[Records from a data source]
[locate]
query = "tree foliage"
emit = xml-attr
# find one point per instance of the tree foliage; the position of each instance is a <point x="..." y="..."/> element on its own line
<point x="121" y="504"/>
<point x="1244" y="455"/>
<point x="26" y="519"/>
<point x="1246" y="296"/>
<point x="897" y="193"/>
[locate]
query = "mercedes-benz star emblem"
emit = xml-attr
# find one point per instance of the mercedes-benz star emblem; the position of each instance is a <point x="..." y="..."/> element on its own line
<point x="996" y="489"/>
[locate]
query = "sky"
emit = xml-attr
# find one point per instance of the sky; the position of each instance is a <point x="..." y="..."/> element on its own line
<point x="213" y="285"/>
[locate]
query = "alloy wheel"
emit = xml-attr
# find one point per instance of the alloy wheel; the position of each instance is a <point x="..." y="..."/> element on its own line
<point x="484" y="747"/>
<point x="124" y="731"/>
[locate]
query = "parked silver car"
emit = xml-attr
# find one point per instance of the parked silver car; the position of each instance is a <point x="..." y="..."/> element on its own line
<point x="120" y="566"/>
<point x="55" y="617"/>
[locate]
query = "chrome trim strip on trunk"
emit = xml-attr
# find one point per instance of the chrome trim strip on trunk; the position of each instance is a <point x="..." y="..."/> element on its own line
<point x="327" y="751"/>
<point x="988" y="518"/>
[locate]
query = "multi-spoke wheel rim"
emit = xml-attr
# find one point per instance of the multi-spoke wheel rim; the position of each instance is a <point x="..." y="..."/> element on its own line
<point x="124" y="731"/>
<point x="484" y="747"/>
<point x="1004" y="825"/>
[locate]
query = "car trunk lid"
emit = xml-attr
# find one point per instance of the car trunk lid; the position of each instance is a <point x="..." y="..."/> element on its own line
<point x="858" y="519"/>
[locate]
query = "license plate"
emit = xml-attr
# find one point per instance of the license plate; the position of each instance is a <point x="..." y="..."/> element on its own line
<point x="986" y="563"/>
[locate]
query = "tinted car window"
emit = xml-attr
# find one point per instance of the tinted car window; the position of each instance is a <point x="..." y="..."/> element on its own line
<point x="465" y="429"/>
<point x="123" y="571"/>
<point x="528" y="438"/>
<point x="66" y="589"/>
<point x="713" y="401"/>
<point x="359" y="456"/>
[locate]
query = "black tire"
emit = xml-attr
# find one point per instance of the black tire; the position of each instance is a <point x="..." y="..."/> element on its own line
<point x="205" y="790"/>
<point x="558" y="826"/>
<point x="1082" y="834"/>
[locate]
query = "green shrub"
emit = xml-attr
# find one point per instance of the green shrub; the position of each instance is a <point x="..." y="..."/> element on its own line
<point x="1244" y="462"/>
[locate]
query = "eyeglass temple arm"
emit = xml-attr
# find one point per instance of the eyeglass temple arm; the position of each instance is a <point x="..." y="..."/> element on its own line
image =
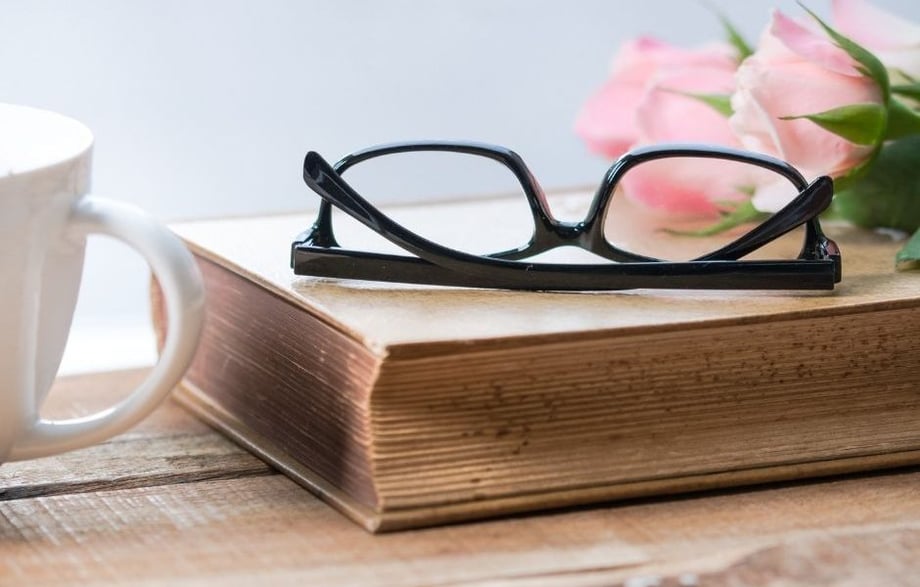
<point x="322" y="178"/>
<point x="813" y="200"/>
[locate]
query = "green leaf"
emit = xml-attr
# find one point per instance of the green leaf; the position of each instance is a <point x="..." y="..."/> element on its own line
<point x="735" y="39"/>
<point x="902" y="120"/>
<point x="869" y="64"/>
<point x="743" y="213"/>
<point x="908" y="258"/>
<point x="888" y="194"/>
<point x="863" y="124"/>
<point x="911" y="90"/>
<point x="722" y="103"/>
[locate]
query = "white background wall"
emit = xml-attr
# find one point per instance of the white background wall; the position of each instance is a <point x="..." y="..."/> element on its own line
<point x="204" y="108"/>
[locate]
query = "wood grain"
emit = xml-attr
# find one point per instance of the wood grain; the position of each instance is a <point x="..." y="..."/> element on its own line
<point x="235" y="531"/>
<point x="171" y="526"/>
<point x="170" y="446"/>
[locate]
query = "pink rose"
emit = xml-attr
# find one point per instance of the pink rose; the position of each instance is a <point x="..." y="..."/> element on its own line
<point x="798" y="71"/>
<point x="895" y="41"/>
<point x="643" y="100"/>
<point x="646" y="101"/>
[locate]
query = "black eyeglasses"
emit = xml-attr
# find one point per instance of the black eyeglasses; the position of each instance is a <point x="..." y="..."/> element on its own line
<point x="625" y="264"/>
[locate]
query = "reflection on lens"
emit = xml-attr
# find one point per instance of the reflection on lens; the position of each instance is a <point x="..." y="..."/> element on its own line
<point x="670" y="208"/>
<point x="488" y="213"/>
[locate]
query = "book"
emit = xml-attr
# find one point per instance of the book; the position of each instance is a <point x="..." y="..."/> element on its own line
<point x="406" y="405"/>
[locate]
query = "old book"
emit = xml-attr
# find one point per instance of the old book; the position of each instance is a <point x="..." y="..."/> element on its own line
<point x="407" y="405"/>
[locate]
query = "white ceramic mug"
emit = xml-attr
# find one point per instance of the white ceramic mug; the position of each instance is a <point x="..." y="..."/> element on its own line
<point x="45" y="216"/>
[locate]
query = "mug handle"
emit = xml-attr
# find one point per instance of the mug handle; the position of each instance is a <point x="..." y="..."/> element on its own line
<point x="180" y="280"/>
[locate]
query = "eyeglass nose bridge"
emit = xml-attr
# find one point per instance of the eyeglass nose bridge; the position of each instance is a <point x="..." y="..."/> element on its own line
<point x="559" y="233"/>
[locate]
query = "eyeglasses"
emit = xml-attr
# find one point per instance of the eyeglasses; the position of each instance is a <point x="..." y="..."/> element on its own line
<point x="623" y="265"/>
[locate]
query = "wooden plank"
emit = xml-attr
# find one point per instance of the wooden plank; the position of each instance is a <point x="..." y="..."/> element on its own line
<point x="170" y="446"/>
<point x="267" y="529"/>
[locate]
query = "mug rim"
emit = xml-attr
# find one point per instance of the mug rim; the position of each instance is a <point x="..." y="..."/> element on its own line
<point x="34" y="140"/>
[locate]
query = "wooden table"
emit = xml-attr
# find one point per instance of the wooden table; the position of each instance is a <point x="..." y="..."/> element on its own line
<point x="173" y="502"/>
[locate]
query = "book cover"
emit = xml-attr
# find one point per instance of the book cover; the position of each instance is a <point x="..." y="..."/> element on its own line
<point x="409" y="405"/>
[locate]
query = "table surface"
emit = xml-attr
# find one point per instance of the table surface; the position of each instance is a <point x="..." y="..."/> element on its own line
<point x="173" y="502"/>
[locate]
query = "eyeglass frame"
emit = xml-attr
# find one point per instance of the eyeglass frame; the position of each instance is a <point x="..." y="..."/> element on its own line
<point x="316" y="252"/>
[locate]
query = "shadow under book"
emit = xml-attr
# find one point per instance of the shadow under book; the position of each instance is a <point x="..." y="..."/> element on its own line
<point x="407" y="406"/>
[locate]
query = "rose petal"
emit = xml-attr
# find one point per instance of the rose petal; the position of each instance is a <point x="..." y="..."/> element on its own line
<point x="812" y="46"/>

PROBLEM REQUIREMENTS = Without the pictures, return each entry exactly as given.

RESPONSE AREA =
[locate]
query = "tree foliage"
emit = xml-attr
# find one point per instance of the tree foliage; the position of each instance is a <point x="..." y="..."/> element on its own line
<point x="121" y="504"/>
<point x="1244" y="455"/>
<point x="26" y="519"/>
<point x="1246" y="296"/>
<point x="897" y="193"/>
[locate]
query = "mercedes-benz star emblem"
emit = xml-attr
# find one point per instance of the mercedes-benz star emblem; the position of each instance is a <point x="..." y="..."/> element on its own line
<point x="996" y="489"/>
[locate]
query = "sky"
emit = xml-attr
# find one point per instance of the sky; the position of each instance is a <point x="..." y="..."/> element on its own line
<point x="213" y="285"/>
[locate]
query = "alloy wheel"
emit = xml-attr
# find one point per instance of the alloy wheel; the position of each instance is a <point x="..." y="..."/> element on its own line
<point x="484" y="747"/>
<point x="124" y="731"/>
[locate]
query = "parked silver car"
emit = xml-attr
# find one point per instance of the parked silver car; the position of each instance is a <point x="..." y="..."/> element on its own line
<point x="120" y="566"/>
<point x="55" y="617"/>
[locate]
query = "chrome trim strip on trunk"
emit = xml-attr
# find one point per instance of the chrome trim strip on trunk; the position of each instance is a <point x="..." y="..."/> element on its own line
<point x="327" y="751"/>
<point x="988" y="518"/>
[locate]
query = "multi-spoke wheel rim"
emit = xml-attr
# find one point per instance of the multi-spoke wheel rim; the position of each instance is a <point x="..." y="..."/> element on its own line
<point x="124" y="731"/>
<point x="484" y="747"/>
<point x="1004" y="825"/>
[locate]
query = "car trunk lid"
emit = xml-attr
# find one point per instance of the car trunk lid; the position of each instance is a <point x="..." y="..."/> element on its own line
<point x="858" y="519"/>
[locate]
query = "license plate"
emit = xml-attr
# find one point per instance of the license plate; the position of each instance is a <point x="..." y="..."/> element on its own line
<point x="986" y="563"/>
[locate]
query = "tinted car window"
emit = xml-attr
# find one point per instance of the tinted car window; the position of each instance is a <point x="..." y="..."/> element on its own line
<point x="465" y="429"/>
<point x="123" y="571"/>
<point x="528" y="438"/>
<point x="66" y="589"/>
<point x="713" y="401"/>
<point x="359" y="456"/>
[locate]
query = "black tire"
emit = xml-attr
# find one point per instance of the black tire; the position of each instance is a <point x="..." y="..."/> element on its own line
<point x="205" y="790"/>
<point x="558" y="826"/>
<point x="1082" y="834"/>
[locate]
query = "green shrub"
emit = xml-attr
# find one point per instance of the green shrub; the position of each instance is a <point x="..." y="..."/> element on its own line
<point x="1244" y="462"/>
[locate]
query = "eyeglass temple arm"
emit = xml-attr
# find one point per instance of the eyeglass temple arm; the position of each instance is a <point x="..." y="..."/> element on its own line
image =
<point x="322" y="178"/>
<point x="813" y="200"/>
[locate]
query = "green leaf"
emit = xml-attr
# find one point per instance of the green leaf; the position of each instance is a <point x="..." y="..."/> element on its own line
<point x="735" y="39"/>
<point x="902" y="120"/>
<point x="869" y="64"/>
<point x="743" y="213"/>
<point x="908" y="258"/>
<point x="888" y="194"/>
<point x="863" y="124"/>
<point x="911" y="90"/>
<point x="722" y="103"/>
[locate]
query = "white background wall"
emit = xml-attr
# find one point per instance of the white background wall; the position of each instance is a <point x="..." y="..."/> element on its own line
<point x="204" y="108"/>
[locate]
query = "wood grain"
emit = xml-attr
# find one point per instance of the wood grain; the position of each instance is a <point x="..." y="..."/> element on its own line
<point x="235" y="531"/>
<point x="171" y="526"/>
<point x="170" y="446"/>
[locate]
query = "pink rose"
emit = xml-attr
# find one point per instance of the pink rose; the position of each instance is a <point x="..." y="..."/> element on its own line
<point x="798" y="71"/>
<point x="895" y="41"/>
<point x="643" y="100"/>
<point x="646" y="101"/>
[locate]
query = "black eyeglasses"
emit = xml-attr
# find one point per instance of the black eyeglasses; the position of each instance is a <point x="..." y="..."/> element on its own line
<point x="625" y="264"/>
[locate]
query = "reflection on lens"
emit = xml-attr
# find one point per instance of the reflection on lens; the position of each instance is a <point x="..." y="..."/> element on its own line
<point x="670" y="208"/>
<point x="488" y="213"/>
[locate]
query = "book"
emit = xml-attr
# find one point per instance of the book; the position of each instance is a <point x="..." y="..."/> element on its own line
<point x="406" y="405"/>
[locate]
query = "old book"
emit = xml-attr
# find one point per instance of the old book; the position of each instance is a <point x="..." y="..."/> element on its own line
<point x="407" y="405"/>
[locate]
query = "white ceramic mug"
emit = xml-attr
# find one point per instance of the white ceramic mug; the position of each instance is a <point x="..." y="..."/> element on its own line
<point x="45" y="216"/>
[locate]
query = "mug handle"
emit = xml-attr
# find one point per instance of the mug handle; the position of each instance is a <point x="..." y="..."/> element on its own line
<point x="180" y="280"/>
[locate]
query = "eyeglass nose bridge"
emit = xml-attr
# find one point per instance of the eyeglass nose bridge; the position of each instance is a <point x="..." y="..."/> element on its own line
<point x="559" y="233"/>
[locate]
query = "eyeglasses"
emit = xml-attr
# find one point per instance of the eyeglasses; the position of each instance is a <point x="..." y="..."/> element on its own line
<point x="623" y="265"/>
[locate]
query = "wooden plank"
emit = xml-attr
# find one point per instance of the wooden plank; the position of each instance is a <point x="..." y="..."/> element on its own line
<point x="170" y="446"/>
<point x="267" y="529"/>
[locate]
query = "mug rim"
emit = xml-attr
# find one point per instance of the mug rim; the position of each instance is a <point x="..." y="..."/> element on its own line
<point x="34" y="140"/>
[locate]
query = "wooden table"
emit = xml-attr
# find one point per instance of the wooden table; the position of each instance is a <point x="..." y="..."/> element on its own line
<point x="173" y="502"/>
[locate]
query = "book cover"
emit = xml-attr
# find one point per instance of the book cover; the position of each instance is a <point x="..." y="..."/> element on its own line
<point x="409" y="405"/>
[locate]
query = "table surface"
emit = xml-attr
# find one point per instance of the table surface; the position of each instance is a <point x="..." y="..."/> element on its own line
<point x="173" y="502"/>
[locate]
query = "eyeglass frame"
emit = xml-attr
# find one point per instance of the eyeglass frame; the position of each instance is a <point x="..." y="..."/> element on its own line
<point x="316" y="252"/>
[locate]
query = "shadow under book"
emit = xml-attr
# find one point per instance of the shadow under book; the position of each instance is a <point x="..." y="..."/> element on its own line
<point x="407" y="406"/>
[locate]
query = "rose petal"
emit = xml-attr
# find one point per instance of the rose petal; the position of each instance is a <point x="..." y="..."/> element on its own line
<point x="812" y="46"/>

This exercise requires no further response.